### [DIRECTIONS FOR THIS TASK]
Pull out the lines of the listing that begin at the line containing "One point per instance of the printed" and run through the last line of the listing, both ends included, and repeat them word for word.

━━━━━ GIVEN RECORDS ━━━━━

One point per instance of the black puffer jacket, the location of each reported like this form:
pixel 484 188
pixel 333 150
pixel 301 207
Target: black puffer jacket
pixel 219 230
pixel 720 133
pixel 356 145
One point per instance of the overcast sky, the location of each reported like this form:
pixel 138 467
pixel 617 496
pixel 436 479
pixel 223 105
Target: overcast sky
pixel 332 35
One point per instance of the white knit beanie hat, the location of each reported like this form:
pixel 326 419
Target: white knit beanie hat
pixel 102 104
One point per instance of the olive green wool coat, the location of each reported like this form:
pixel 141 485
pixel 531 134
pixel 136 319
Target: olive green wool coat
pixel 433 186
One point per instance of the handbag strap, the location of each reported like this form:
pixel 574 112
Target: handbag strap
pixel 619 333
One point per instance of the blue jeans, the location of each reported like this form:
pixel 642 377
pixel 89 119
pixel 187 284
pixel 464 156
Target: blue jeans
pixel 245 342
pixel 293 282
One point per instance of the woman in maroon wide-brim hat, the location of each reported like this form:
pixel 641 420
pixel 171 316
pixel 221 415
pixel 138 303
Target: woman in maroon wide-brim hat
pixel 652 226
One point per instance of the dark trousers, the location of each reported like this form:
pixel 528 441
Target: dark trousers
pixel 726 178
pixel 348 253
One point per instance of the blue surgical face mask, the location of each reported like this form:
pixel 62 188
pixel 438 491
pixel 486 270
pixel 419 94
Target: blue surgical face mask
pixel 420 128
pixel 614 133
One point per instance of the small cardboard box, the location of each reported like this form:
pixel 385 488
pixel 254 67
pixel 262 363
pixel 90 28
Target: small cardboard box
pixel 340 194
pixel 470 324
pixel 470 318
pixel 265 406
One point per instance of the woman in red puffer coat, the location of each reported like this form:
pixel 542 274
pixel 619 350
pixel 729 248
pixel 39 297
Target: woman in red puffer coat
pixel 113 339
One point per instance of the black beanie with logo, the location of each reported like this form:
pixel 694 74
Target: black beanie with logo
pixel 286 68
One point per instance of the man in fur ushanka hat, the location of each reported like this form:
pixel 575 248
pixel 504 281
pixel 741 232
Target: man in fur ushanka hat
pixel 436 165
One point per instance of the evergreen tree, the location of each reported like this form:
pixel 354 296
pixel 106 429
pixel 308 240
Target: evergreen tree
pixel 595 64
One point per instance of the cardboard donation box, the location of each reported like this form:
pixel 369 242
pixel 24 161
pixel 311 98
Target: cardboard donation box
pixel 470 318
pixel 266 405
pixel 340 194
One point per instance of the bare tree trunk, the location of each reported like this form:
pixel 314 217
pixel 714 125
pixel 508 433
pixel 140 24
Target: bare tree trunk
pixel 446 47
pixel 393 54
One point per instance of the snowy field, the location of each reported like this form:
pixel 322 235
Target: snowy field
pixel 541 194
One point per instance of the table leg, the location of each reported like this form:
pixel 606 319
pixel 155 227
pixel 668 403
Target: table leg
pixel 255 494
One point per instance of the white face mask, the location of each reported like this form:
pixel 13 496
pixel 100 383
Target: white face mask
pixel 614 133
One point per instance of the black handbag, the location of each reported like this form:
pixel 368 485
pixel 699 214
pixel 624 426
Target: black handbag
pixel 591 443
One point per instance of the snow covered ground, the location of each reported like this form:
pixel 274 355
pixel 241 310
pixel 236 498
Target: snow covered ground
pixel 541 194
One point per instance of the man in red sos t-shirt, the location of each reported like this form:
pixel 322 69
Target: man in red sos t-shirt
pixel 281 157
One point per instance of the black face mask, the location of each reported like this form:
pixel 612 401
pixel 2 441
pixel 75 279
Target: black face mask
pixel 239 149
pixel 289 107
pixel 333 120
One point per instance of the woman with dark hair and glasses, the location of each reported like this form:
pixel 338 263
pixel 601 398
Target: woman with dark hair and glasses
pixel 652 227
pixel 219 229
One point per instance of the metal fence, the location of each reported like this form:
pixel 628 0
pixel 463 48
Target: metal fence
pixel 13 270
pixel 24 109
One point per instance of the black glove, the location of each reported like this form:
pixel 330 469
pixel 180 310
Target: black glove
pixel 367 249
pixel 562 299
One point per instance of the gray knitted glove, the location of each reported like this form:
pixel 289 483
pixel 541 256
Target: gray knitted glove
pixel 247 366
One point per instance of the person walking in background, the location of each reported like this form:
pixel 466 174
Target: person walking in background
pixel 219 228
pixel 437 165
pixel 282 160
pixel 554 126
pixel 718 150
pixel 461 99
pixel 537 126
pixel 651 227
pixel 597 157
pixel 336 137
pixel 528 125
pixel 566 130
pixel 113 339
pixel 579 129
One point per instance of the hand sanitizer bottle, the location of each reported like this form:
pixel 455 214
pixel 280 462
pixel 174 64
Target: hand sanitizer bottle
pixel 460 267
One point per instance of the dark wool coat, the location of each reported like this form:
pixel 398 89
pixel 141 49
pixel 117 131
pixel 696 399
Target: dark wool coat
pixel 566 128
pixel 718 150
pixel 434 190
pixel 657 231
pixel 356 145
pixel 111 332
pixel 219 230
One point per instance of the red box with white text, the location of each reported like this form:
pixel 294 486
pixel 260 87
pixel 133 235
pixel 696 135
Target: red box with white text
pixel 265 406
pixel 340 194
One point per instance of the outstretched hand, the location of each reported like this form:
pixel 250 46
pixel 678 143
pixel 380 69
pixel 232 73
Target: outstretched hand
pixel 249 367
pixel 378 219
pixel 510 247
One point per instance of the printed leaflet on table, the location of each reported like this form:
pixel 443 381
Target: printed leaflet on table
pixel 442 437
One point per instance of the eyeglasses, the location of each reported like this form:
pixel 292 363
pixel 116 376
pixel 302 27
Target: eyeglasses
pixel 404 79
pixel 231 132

━━━━━

### [TASK RESPONSE]
One point per instance of the printed leaflet on table, the location of each reported like this form:
pixel 443 381
Target: printed leaflet on table
pixel 442 437
One point per instance of the eyeglasses, the location of each reported like this form:
pixel 292 363
pixel 116 376
pixel 302 27
Target: eyeglasses
pixel 404 79
pixel 231 132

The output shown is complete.